--- Supplied passage ---

Life and death are universal themes for a reason. All people experience them in a variety of ways. Death invades our solitude. Life can bring us out of the depths. In “Memorials” by Emily Dickinson, remembering somebody after they are gone is a complex notion. In just five quatrains, her poem discusses the deceased through objects they left behind.

Analysis of “Memorials” by Emily Dickinson

In “Memorials,” Dickinson writes, “Death sets a thing significant / The eye had hurried by, / Except a perished creature /Entreat us tenderly.” She begins her poem this way and in so doing, reflects death as an object that becomes relevant to our understanding of mortality. What catches our eye reminds us of those we lost. Sometimes the object, much like a “thimble” or a book with annotations can remind us of a great deal from somebody’s life.

Furthermore, Emily Dickinson writes in “Memorials” that “The thimble weighed too heavy, / The stitches stopped themselves, / And then ‘t was put among the dust / Upon the closet shelves.” Here we again see how the thimble reminds us of something else entirely, and it carries with it a weight of memory. The light of memory lingers for the reader because they also see the hands that held the object. They are the hands of somebody who has died.

In the last stanza of the poem, Dickinson states, “Now, when I read, I read not, / For interrupting tears, / Obliterate the etchings / Too costly.” At this point, we know the emotional cost of finding such a relic. We tie these feelings to the object itself so that we can feel a moment of life a little longer. Maybe we are trying to remember a parent, or a grandparent; either way, the relic takes us back to their own memory and allows us pain and sadness, and catharsis.

Conclusion

Dickinson, who has written much about death, tells the reader that there is no immortality in the literal sense. In the same respect, we may live a long time, but we will always lose people in our lives. It’s the little things that remind us of that loss. Dickinson tells us that it could be a picture, an article of clothing, or even just a thimble. It’s these small gestures that tug at us emotionally, but they also remind us of the love we had and the love that still exists in our hearts.

--- Data ---

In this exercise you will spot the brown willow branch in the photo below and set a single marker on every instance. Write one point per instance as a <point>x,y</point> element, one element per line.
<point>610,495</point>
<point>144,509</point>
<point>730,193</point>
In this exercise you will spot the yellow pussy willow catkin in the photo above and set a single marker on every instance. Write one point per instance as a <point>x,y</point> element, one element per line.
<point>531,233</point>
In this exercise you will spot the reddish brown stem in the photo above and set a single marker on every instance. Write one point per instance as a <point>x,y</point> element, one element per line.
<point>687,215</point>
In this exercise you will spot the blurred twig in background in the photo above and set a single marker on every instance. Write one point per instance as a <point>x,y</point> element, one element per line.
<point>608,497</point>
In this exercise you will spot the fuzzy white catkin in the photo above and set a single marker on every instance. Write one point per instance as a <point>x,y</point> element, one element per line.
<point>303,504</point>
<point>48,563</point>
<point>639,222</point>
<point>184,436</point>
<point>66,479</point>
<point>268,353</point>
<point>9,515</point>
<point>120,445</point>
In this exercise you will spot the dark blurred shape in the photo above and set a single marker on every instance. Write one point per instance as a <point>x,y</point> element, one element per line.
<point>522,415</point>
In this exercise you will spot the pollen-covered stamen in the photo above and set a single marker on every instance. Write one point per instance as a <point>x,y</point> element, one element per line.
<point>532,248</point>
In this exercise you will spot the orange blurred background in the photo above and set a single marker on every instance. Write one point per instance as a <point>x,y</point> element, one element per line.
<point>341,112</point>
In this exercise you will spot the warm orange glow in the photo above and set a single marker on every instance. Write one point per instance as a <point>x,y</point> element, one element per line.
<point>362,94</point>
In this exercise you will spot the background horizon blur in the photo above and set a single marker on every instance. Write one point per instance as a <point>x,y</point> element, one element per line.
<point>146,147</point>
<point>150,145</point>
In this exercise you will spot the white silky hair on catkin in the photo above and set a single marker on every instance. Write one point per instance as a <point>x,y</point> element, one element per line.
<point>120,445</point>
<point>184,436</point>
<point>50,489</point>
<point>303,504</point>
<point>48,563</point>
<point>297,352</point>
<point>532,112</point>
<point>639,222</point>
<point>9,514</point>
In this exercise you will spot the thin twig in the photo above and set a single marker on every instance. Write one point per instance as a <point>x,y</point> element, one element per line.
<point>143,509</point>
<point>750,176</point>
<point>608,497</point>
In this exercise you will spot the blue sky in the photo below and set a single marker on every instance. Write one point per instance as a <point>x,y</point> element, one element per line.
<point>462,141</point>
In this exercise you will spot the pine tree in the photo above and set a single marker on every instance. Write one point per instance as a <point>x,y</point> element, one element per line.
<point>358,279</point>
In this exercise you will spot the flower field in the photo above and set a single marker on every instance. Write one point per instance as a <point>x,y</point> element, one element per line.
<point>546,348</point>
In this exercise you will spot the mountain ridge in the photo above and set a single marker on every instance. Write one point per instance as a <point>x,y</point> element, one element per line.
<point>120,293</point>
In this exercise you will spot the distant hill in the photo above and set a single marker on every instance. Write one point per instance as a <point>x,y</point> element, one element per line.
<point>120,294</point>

---

(Tasks and exercises)
1. In the essay on Dickinson's "Memorials," how many quatrains is the poem said to have?
2. List every object the essay on Dickinson's "Memorials" names as something that can remind us of a person who has died.

(Solutions by task)
1. Five quatrains.

2.
- A thimble
- A book with annotations
- A picture
- An article of clothing